Aim :: Write out the dashboard SQL text below in full, character for character.

Document ::
(begin)
4 · Dashboard datasets — 05_dashboard_queries.sql

The SQL behind each AI/BI dashboard tile. Every query reads from the Gold marts (produced by 04_gold_marts.py); the note in [brackets] marks the visualization type each dataset drives.

-- ============================================================================
-- 05_dashboard_queries.sql
-- One dataset per dashboard tile. In the AI/BI dashboard editor: Data tab ->
-- Create from SQL -> paste a query -> name the dataset as noted. Then add a
-- widget on the Canvas and bind it to that dataset with the visualization type
-- shown in [brackets].
-- ============================================================================

-- ───────────────────────── KPI counters [Counter] ──────────────────────────
-- dataset: kpi_next_quarter_demand   [Counter] value = next_quarter_demand
SELECT SUM(forecast) AS next_quarter_demand
FROM supply_chain.gold.demand_weekly_forecast
WHERE is_forecast;

-- dataset: kpi_safety_stock_value    [Counter] value = safety_stock_value, prefix £
SELECT SUM(safety_stock_value) AS safety_stock_value
FROM supply_chain.gold.inventory_policy;

-- dataset: kpi_top_supplier_risk     [Counter] value = top_risk_score (suffix /100)
(end)
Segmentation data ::
(begin)
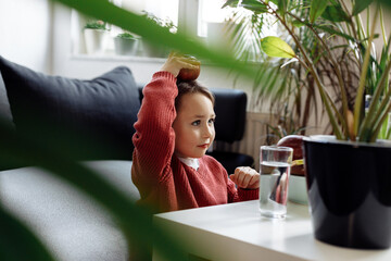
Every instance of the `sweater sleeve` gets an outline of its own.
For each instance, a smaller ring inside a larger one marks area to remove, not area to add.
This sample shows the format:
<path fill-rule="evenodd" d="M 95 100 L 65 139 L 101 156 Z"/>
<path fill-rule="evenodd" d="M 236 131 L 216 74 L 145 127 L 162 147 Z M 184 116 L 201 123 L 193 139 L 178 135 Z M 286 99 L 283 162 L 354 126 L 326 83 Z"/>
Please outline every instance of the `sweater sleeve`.
<path fill-rule="evenodd" d="M 236 188 L 235 183 L 228 178 L 228 203 L 258 199 L 260 189 Z"/>
<path fill-rule="evenodd" d="M 175 148 L 172 127 L 176 117 L 175 97 L 178 95 L 176 78 L 168 72 L 157 72 L 143 88 L 143 99 L 138 120 L 133 157 L 133 179 L 137 183 L 159 183 L 169 173 L 167 166 Z"/>

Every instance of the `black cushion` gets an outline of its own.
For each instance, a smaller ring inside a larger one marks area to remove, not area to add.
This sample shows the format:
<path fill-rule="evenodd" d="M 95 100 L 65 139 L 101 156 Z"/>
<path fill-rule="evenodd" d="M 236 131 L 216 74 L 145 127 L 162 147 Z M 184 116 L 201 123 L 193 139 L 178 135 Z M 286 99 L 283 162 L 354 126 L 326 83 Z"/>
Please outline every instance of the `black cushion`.
<path fill-rule="evenodd" d="M 76 148 L 78 160 L 131 159 L 140 101 L 129 69 L 83 80 L 38 73 L 0 57 L 0 72 L 16 132 L 47 146 Z"/>
<path fill-rule="evenodd" d="M 244 135 L 247 95 L 242 90 L 211 89 L 215 96 L 216 140 L 234 142 Z"/>

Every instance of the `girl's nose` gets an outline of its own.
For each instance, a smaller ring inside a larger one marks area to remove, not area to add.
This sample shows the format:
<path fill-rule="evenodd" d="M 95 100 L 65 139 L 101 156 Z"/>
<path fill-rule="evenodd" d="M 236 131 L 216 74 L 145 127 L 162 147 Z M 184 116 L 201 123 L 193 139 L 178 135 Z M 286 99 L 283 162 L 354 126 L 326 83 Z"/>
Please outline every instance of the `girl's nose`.
<path fill-rule="evenodd" d="M 202 135 L 204 137 L 211 137 L 213 135 L 213 133 L 214 133 L 214 126 L 206 125 L 203 127 Z"/>

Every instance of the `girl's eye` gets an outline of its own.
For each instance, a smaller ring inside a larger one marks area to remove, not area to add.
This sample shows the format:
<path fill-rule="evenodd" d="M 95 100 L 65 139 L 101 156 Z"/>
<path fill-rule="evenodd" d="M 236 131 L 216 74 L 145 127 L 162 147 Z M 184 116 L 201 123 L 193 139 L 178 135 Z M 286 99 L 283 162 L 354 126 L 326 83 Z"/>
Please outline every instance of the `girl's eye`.
<path fill-rule="evenodd" d="M 198 126 L 198 125 L 200 125 L 200 123 L 201 123 L 201 121 L 200 121 L 200 120 L 198 120 L 198 121 L 192 122 L 192 123 L 191 123 L 191 125 L 193 125 L 193 126 Z"/>

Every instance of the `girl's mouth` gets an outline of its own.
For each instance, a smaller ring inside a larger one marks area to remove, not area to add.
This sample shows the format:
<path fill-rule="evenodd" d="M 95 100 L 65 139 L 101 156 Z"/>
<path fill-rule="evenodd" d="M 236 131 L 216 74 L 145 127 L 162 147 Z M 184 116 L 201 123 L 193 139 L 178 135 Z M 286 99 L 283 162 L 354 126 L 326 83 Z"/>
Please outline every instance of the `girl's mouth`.
<path fill-rule="evenodd" d="M 199 145 L 198 147 L 203 148 L 203 149 L 207 149 L 207 148 L 209 148 L 209 144 Z"/>

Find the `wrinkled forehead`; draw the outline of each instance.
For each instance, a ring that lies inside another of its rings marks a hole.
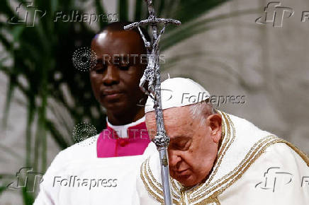
[[[155,112],[152,111],[147,112],[145,117],[146,126],[150,136],[152,138],[154,136],[157,131]],[[193,123],[190,115],[189,106],[172,107],[164,110],[163,119],[167,134],[170,137],[173,137],[174,135],[181,134],[181,131],[189,130]]]

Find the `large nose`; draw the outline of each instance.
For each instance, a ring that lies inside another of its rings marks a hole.
[[[113,64],[108,64],[103,77],[103,83],[105,86],[112,86],[119,83],[118,69]]]
[[[169,151],[169,163],[170,167],[173,168],[174,169],[178,169],[181,160],[181,158],[178,151],[171,150]]]

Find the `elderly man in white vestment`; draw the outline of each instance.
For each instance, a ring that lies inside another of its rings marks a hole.
[[[169,78],[162,89],[172,91],[162,95],[173,204],[309,204],[306,154],[246,119],[215,110],[209,93],[192,80]],[[149,98],[145,112],[147,129],[156,130]],[[157,153],[141,165],[137,184],[135,204],[164,203]]]

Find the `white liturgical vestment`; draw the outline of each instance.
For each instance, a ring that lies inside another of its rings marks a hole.
[[[174,204],[309,204],[309,158],[249,122],[218,111],[223,139],[208,177],[193,187],[170,178]],[[135,205],[162,204],[159,155],[147,158],[137,179]]]

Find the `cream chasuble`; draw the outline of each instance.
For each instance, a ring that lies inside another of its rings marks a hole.
[[[171,178],[174,204],[309,204],[309,157],[249,122],[218,111],[223,140],[209,177],[193,187]],[[134,204],[162,204],[159,160],[140,167]]]

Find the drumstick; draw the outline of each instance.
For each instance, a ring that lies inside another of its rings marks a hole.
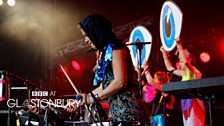
[[[61,64],[60,64],[60,67],[61,67],[63,73],[65,74],[65,76],[67,77],[68,81],[69,81],[70,84],[72,85],[72,87],[73,87],[73,89],[75,90],[75,92],[76,92],[77,94],[79,94],[77,88],[75,87],[75,85],[73,84],[72,80],[69,78],[68,74],[65,72],[65,70],[64,70],[64,68],[62,67]]]

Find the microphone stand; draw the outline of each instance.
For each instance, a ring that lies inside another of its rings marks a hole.
[[[152,42],[132,42],[132,43],[127,43],[126,44],[126,45],[135,45],[136,49],[137,49],[137,63],[139,61],[139,64],[138,64],[138,68],[139,68],[138,69],[138,80],[139,80],[139,93],[140,93],[140,96],[142,96],[142,76],[141,76],[141,73],[142,73],[142,70],[141,70],[141,66],[142,66],[142,60],[141,60],[142,49],[143,49],[143,45],[151,44],[151,43]]]

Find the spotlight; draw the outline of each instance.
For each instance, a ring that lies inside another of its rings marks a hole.
[[[75,69],[75,70],[80,70],[80,65],[79,63],[76,61],[76,60],[72,60],[72,67]]]
[[[11,7],[11,6],[14,6],[16,4],[16,1],[15,0],[8,0],[7,3]]]
[[[207,63],[210,61],[210,55],[207,52],[202,52],[200,54],[200,59],[202,62]]]
[[[0,0],[0,6],[2,6],[2,4],[3,4],[3,0]]]

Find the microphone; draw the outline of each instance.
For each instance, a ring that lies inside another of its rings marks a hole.
[[[96,104],[96,108],[98,109],[97,111],[99,112],[99,115],[102,115],[102,117],[104,118],[104,120],[108,119],[108,115],[107,113],[103,110],[102,105],[100,104],[99,100],[95,97],[95,95],[90,92],[91,97],[94,100],[94,103]]]
[[[91,47],[91,48],[86,50],[86,53],[95,52],[95,51],[97,51],[97,49],[94,49],[94,48]]]

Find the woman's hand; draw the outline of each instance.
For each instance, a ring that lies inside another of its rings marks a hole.
[[[88,100],[87,100],[88,99]],[[67,112],[73,112],[77,108],[79,108],[82,105],[85,105],[85,103],[89,104],[89,95],[87,94],[79,94],[76,96],[76,99],[69,101],[65,107],[65,111]]]
[[[161,51],[162,53],[163,53],[163,52],[166,52],[163,46],[160,47],[160,51]]]

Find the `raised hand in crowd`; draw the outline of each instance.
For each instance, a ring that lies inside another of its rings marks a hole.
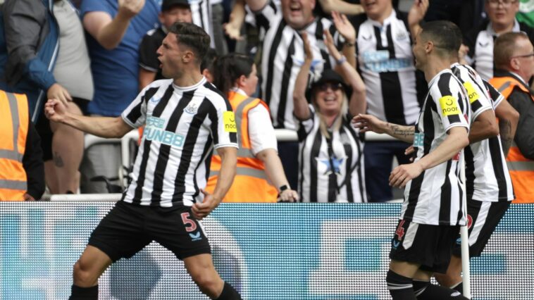
[[[408,25],[410,27],[410,32],[412,37],[417,35],[419,30],[419,23],[423,20],[428,9],[428,0],[415,0],[408,13]]]
[[[347,15],[344,14],[333,11],[332,19],[334,21],[335,29],[345,40],[343,45],[343,54],[347,56],[347,61],[352,67],[356,68],[356,30],[347,18]]]
[[[223,25],[225,33],[232,39],[242,41],[244,37],[241,35],[241,27],[244,22],[247,13],[244,10],[244,0],[236,0],[232,13],[230,14],[230,21]]]
[[[360,132],[372,131],[376,133],[385,133],[387,122],[383,121],[374,115],[360,113],[352,118],[352,125],[359,128]]]

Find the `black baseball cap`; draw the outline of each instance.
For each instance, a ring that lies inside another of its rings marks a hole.
[[[161,4],[161,11],[168,11],[174,6],[182,6],[191,9],[187,0],[163,0]]]
[[[321,78],[311,84],[311,89],[313,89],[317,87],[320,87],[326,82],[340,83],[343,87],[343,89],[344,89],[345,93],[348,94],[349,87],[347,85],[344,80],[343,80],[343,77],[341,77],[341,75],[337,73],[337,72],[332,69],[327,69],[323,71],[323,73],[321,74]]]

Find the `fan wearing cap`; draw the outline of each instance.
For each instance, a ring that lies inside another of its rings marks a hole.
[[[165,79],[161,75],[161,63],[156,51],[167,36],[167,28],[170,28],[175,22],[193,22],[187,0],[163,0],[159,18],[161,26],[147,32],[139,46],[139,90],[154,80]]]
[[[306,58],[293,94],[299,143],[299,198],[303,202],[366,202],[363,144],[350,125],[352,115],[366,111],[365,85],[336,49],[330,32],[323,33],[325,44],[343,77],[325,70],[306,93],[313,54],[307,35],[302,33]]]

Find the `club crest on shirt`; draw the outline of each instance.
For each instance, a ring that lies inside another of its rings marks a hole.
[[[198,109],[199,108],[197,106],[197,104],[190,103],[187,106],[185,106],[185,108],[184,108],[184,111],[190,115],[194,115],[195,113],[197,113],[197,111],[198,111]]]

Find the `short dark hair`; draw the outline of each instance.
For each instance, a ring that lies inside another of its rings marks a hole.
[[[493,44],[493,61],[497,68],[508,70],[510,58],[516,50],[516,42],[520,38],[528,39],[528,36],[523,32],[507,32],[495,39]]]
[[[462,35],[460,28],[450,21],[432,21],[421,25],[421,38],[431,41],[441,56],[458,56],[461,46]]]
[[[241,75],[250,75],[254,64],[254,60],[244,54],[231,53],[219,57],[215,61],[213,84],[226,94]]]
[[[209,35],[202,28],[185,22],[175,23],[169,32],[176,35],[178,45],[189,47],[194,53],[199,65],[209,49]]]

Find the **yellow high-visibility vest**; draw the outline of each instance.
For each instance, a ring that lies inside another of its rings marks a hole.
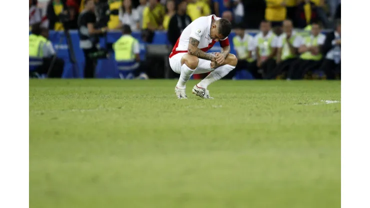
[[[272,34],[270,38],[266,39],[263,37],[258,37],[257,40],[257,47],[258,48],[258,53],[261,57],[266,57],[270,56],[272,52],[271,43],[276,34]]]
[[[250,35],[248,34],[245,34],[244,36],[246,36],[246,38],[244,38],[245,40],[244,41],[242,41],[241,38],[238,38],[237,36],[235,36],[232,38],[232,44],[238,52],[239,58],[246,60],[250,62],[253,62],[254,60],[253,57],[247,58],[248,54],[249,54],[248,45],[248,44],[251,44],[250,42],[248,42],[248,41],[250,40],[249,38]]]
[[[52,6],[54,8],[54,12],[55,12],[55,14],[56,16],[60,14],[60,13],[63,12],[63,10],[64,9],[64,8],[63,7],[63,4],[62,4],[62,2],[60,4],[55,4],[53,2]],[[62,22],[55,22],[55,24],[54,24],[54,30],[61,31],[64,30],[64,28],[63,27],[63,24]]]
[[[290,44],[293,44],[294,40],[297,38],[298,36],[296,34],[292,34],[292,37],[289,38],[289,42]],[[292,54],[290,52],[290,50],[289,48],[289,46],[286,42],[286,40],[285,38],[282,38],[282,60],[284,60],[287,59],[294,58],[296,56],[296,55]]]
[[[309,47],[310,46],[318,46],[318,40],[320,36],[324,36],[322,34],[318,34],[318,35],[316,37],[312,37],[309,36],[304,38],[304,44]],[[322,58],[322,54],[319,54],[317,55],[314,55],[311,53],[310,52],[306,52],[302,54],[300,58],[304,60],[319,60]]]
[[[135,60],[135,54],[134,52],[134,44],[138,43],[136,38],[131,36],[124,35],[114,44],[116,60],[120,62],[130,62]]]
[[[42,58],[42,47],[48,40],[42,36],[30,34],[29,36],[30,57]]]

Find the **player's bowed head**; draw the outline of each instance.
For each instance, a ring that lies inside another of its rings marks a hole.
[[[232,25],[229,20],[221,18],[212,21],[210,31],[210,38],[218,42],[228,36],[231,32]]]

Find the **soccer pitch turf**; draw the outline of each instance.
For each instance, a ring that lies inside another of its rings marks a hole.
[[[35,208],[340,206],[340,82],[30,80]]]

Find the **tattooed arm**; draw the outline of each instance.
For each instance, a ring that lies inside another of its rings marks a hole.
[[[189,46],[188,46],[188,53],[190,55],[194,56],[199,58],[214,61],[214,56],[198,48],[199,40],[190,37],[189,39]]]
[[[230,54],[230,46],[226,46],[222,48],[221,50],[221,54],[224,55],[224,57],[226,58],[228,57],[228,54]]]

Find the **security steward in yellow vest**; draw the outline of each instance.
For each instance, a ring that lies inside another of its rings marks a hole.
[[[64,61],[56,57],[52,45],[48,40],[48,30],[36,24],[32,26],[32,32],[29,36],[30,76],[61,78]]]
[[[286,75],[298,58],[298,48],[301,45],[302,37],[293,30],[293,24],[290,20],[283,22],[282,30],[284,32],[278,40],[276,66],[266,75],[268,79]]]
[[[261,74],[258,72],[253,37],[246,32],[240,24],[236,26],[235,33],[236,36],[232,38],[232,44],[236,52],[238,64],[232,71],[247,70],[255,78],[261,78]],[[234,74],[234,72],[232,75]]]
[[[112,48],[120,77],[132,78],[140,66],[140,46],[138,41],[131,36],[130,26],[123,26],[122,33]]]
[[[300,56],[295,66],[290,70],[288,78],[302,79],[308,72],[312,74],[312,70],[318,70],[321,66],[322,55],[320,48],[326,36],[320,33],[320,26],[318,24],[312,24],[311,30],[311,34],[303,38],[298,50]]]
[[[30,44],[30,76],[42,65],[42,51],[45,40],[40,35],[40,24],[32,26],[31,34],[28,36]]]

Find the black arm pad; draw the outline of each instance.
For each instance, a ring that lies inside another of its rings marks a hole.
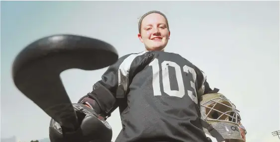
(end)
Exercise answer ::
4 · Dashboard datasets — 05_dashboard_queries.sql

The SQL behind each AI/BI dashboard tile. Every query reads from the Gold marts (produced by 04_gold_marts.py); the note in [brackets] marks the visualization type each dataset drives.

-- ============================================================================
-- 05_dashboard_queries.sql
-- One dataset per dashboard tile. In the AI/BI dashboard editor: Data tab ->
-- Create from SQL -> paste a query -> name the dataset as noted. Then add a
-- widget on the Canvas and bind it to that dataset with the visualization type
-- shown in [brackets].
-- ============================================================================

-- ───────────────────────── KPI counters [Counter] ──────────────────────────
-- dataset: kpi_next_quarter_demand   [Counter] value = next_quarter_demand
SELECT SUM(forecast) AS next_quarter_demand
FROM supply_chain.gold.demand_weekly_forecast
WHERE is_forecast;

-- dataset: kpi_safety_stock_value    [Counter] value = safety_stock_value, prefix £
SELECT SUM(safety_stock_value) AS safety_stock_value
FROM supply_chain.gold.inventory_policy;

-- dataset: kpi_top_supplier_risk     [Counter] value = top_risk_score (suffix /100)